■ WHAT THIS TASK INVOLVES ■
Convert the entries in the stretch from the line containing "where the sky" through the line containing "top-left (0, 0), bottom-right (370, 108)" into a two-column CSV with the header instruction,output, one row per entry, placing its text under instruction and its answer under output. Wrap every field in double quotes and turn line breaks into spaces.

■ RECORDS SHOWN ■

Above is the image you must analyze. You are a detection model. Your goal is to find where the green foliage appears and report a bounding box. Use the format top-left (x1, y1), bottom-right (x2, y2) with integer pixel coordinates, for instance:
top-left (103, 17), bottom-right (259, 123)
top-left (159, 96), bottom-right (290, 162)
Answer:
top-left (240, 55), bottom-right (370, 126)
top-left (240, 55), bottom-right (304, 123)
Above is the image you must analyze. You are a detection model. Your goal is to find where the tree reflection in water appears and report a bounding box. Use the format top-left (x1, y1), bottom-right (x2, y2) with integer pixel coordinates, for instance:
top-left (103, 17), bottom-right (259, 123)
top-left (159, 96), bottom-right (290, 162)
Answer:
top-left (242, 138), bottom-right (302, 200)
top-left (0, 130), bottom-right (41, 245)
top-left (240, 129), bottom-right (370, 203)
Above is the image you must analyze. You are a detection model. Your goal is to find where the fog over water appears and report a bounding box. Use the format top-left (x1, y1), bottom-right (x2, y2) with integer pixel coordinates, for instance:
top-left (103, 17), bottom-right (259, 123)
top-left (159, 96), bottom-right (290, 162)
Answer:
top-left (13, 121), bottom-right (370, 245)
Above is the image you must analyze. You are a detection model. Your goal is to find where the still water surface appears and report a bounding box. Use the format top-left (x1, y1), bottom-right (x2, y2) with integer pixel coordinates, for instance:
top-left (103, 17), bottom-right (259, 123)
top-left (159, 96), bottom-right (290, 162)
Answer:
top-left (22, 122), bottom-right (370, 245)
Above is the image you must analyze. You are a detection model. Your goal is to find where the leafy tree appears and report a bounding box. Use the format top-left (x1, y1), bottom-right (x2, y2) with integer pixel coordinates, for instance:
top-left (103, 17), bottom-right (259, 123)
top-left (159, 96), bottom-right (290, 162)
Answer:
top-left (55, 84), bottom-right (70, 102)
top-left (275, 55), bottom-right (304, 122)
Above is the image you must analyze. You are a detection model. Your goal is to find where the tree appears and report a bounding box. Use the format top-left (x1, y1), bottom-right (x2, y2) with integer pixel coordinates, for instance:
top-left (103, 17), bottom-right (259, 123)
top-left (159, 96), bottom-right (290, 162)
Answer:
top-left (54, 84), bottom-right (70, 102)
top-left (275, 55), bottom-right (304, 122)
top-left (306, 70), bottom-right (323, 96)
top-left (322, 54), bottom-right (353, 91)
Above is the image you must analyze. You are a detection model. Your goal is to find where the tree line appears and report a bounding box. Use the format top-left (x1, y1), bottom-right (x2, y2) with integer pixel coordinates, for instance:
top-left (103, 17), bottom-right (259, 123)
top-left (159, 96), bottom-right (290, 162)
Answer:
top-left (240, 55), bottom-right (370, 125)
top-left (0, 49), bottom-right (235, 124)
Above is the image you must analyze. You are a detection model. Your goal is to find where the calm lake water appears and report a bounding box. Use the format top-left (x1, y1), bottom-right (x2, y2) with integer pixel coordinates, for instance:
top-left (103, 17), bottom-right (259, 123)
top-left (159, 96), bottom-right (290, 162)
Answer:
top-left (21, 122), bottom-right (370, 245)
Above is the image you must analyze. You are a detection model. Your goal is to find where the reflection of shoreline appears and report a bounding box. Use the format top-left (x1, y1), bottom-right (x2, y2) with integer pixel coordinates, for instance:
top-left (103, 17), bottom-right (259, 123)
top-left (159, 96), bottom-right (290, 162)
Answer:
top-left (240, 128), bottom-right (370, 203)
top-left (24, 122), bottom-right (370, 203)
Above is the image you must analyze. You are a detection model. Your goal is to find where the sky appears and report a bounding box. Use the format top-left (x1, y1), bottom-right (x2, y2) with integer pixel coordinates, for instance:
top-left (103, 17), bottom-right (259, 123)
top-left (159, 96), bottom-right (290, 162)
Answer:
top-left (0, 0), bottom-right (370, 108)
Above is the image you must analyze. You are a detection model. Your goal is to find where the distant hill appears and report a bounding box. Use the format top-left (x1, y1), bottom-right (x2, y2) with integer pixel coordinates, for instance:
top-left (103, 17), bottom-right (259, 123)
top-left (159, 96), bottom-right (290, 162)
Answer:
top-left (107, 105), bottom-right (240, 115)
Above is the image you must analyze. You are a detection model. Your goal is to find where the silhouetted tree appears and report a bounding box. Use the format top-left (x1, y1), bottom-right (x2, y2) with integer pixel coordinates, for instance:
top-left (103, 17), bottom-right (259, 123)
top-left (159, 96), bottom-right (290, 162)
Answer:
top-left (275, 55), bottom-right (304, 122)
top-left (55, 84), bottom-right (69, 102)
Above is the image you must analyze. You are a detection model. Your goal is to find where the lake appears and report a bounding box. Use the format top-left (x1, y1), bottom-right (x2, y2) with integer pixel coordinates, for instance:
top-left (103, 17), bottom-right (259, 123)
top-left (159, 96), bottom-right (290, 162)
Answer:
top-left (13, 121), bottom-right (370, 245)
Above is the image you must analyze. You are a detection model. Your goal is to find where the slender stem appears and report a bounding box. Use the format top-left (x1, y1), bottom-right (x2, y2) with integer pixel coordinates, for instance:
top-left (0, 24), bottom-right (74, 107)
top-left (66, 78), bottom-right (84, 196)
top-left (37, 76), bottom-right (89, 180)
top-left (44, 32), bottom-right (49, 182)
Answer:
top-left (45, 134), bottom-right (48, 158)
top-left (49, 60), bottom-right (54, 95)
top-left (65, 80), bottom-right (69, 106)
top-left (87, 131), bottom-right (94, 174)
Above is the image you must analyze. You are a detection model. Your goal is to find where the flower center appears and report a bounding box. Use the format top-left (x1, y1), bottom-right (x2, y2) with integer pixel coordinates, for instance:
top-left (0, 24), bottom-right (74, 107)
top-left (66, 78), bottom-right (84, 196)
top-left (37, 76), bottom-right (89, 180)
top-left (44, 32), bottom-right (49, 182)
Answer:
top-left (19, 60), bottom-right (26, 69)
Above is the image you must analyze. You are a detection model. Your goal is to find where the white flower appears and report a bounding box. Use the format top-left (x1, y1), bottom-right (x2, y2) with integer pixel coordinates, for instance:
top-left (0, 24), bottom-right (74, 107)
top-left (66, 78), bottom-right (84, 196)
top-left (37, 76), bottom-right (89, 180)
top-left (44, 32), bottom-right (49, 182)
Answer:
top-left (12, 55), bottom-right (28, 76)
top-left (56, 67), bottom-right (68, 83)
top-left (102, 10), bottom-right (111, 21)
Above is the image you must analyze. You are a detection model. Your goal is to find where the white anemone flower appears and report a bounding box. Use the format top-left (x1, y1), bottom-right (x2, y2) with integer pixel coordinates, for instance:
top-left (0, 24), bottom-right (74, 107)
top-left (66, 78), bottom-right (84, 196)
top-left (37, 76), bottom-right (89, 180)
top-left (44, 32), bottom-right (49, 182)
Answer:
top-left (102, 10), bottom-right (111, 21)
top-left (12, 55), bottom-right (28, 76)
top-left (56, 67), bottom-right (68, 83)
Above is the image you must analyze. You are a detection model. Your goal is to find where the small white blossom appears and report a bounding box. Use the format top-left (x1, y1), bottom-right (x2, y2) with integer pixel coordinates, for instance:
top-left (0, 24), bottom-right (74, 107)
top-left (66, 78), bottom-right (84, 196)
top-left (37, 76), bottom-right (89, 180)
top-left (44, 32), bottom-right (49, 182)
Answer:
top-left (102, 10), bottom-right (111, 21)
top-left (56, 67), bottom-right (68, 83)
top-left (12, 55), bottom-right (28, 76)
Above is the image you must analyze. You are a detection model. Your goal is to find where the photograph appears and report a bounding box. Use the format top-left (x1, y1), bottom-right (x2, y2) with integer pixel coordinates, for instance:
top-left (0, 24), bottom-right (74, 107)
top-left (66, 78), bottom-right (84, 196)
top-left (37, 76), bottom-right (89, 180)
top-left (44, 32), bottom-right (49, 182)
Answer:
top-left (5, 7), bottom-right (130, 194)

■ RESULT OF THIS EXERCISE ■
instruction,output
"Above is the image you must analyze. You are a detection model. Your goal is to find where the sky appears and report a bounding box. Use the format top-left (x1, y1), bottom-right (x2, y2) with integer pixel coordinates, for instance: top-left (103, 17), bottom-right (259, 123) top-left (159, 96), bottom-right (290, 162) Answer:","top-left (0, 0), bottom-right (370, 108)"